SOURCE:
○ ○ ○ ○ ○ ○ ○

## Difference and CI for probabilities in Logistic

Frequent Contributor
Posts: 116

# Difference and CI for probabilities in Logistic

I am running a logistic regression model with two binary categorical variables, their multiplicative interaction term, and a continuous variable.  I am currently trying to get the differences in probabilities (along with respective confidence interval(CI)) for different combinations of independent variabls (e.g., for a strata) in an attempt to plot them with their CI. My goal is to generate graphs similar to those at the bottom of the following webpage:

http://www.ats.ucla.edu/stat/stata/faq/logit2by2.htm

My data is very similar to those in the STATA example, or what I mean is I have an X1, X2, X1*X2, and X3 (continuous variable).

Using contrast statements in my proc logistic, I can get the probabilities for select groupings of my variables based on selected level of the continuous variable (see attached). However, I want to get the differences (and respective CI) of these based on the level of one of the categorical variables. The difference is basic subtraction, but I don't know how to get the CIs for them. Seems like something that can be done in a contrast statement, but I can't seem to get my code right, since based on simple subtraction, I know what the difference should be. I have tried things like "contrast X1 1 X1*X2 1", which are terms not in both contrast statements, to no avail.

proc logistic data=dataset;

class       X1 (ref='0')

○ ○ ○ ○ ○ ○ ○

SUPPLIED ENTRIES:
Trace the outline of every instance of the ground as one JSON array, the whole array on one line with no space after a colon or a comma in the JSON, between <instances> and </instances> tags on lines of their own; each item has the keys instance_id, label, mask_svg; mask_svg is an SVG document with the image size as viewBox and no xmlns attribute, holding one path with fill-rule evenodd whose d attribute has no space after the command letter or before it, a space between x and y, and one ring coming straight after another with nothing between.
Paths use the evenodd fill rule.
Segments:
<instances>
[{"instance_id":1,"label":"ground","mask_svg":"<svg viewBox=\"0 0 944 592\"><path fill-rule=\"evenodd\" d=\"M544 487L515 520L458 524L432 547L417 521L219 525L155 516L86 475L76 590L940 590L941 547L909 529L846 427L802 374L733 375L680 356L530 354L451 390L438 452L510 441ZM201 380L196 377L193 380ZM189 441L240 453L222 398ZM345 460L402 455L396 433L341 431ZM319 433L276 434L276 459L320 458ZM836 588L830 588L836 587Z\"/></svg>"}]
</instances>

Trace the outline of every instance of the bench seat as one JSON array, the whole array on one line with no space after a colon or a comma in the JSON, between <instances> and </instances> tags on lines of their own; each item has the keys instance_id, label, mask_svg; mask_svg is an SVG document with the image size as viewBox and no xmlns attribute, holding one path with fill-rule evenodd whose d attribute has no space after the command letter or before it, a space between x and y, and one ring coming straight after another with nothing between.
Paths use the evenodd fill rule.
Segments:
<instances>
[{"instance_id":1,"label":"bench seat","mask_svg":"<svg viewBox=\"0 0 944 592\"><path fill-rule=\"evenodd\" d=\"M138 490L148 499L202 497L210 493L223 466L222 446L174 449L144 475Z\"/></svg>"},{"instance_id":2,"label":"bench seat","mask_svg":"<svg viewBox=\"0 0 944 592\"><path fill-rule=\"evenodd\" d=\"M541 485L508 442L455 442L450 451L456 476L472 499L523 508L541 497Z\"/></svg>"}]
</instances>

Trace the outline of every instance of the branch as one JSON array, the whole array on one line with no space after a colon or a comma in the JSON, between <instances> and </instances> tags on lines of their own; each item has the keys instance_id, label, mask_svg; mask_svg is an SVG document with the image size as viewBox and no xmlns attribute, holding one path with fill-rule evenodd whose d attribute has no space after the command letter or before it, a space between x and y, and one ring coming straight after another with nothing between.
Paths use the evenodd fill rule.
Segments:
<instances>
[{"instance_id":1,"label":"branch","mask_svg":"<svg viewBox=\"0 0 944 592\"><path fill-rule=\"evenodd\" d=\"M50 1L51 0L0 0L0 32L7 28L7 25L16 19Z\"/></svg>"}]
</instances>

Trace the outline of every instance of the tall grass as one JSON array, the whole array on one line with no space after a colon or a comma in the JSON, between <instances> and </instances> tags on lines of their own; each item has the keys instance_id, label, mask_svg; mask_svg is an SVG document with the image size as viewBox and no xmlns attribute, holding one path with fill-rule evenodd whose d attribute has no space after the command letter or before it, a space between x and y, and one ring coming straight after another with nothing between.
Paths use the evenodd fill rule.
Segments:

○ ○ ○ ○ ○ ○ ○

TASK DETAILS:
Output everything in the logistic regression post from "http://www.ats.ucla.edu/stat/stata/faq/logit2by2.htm" down to "to no avail.", copied word for word. The records are not needed here.

WRITTEN RESPONSE:
http://www.ats.ucla.edu/stat/stata/faq/logit2by2.htm

My data is very similar to those in the STATA example, or what I mean is I have an X1, X2, X1*X2, and X3 (continuous variable).

Using contrast statements in my proc logistic, I can get the probabilities for select groupings of my variables based on selected level of the continuous variable (see attached). However, I want to get the differences (and respective CI) of these based on the level of one of the categorical variables. The difference is basic subtraction, but I don't know how to get the CIs for them. Seems like something that can be done in a contrast statement, but I can't seem to get my code right, since based on simple subtraction, I know what the difference should be. I have tried things like "contrast X1 1 X1*X2 1", which are terms not in both contrast statements, to no avail.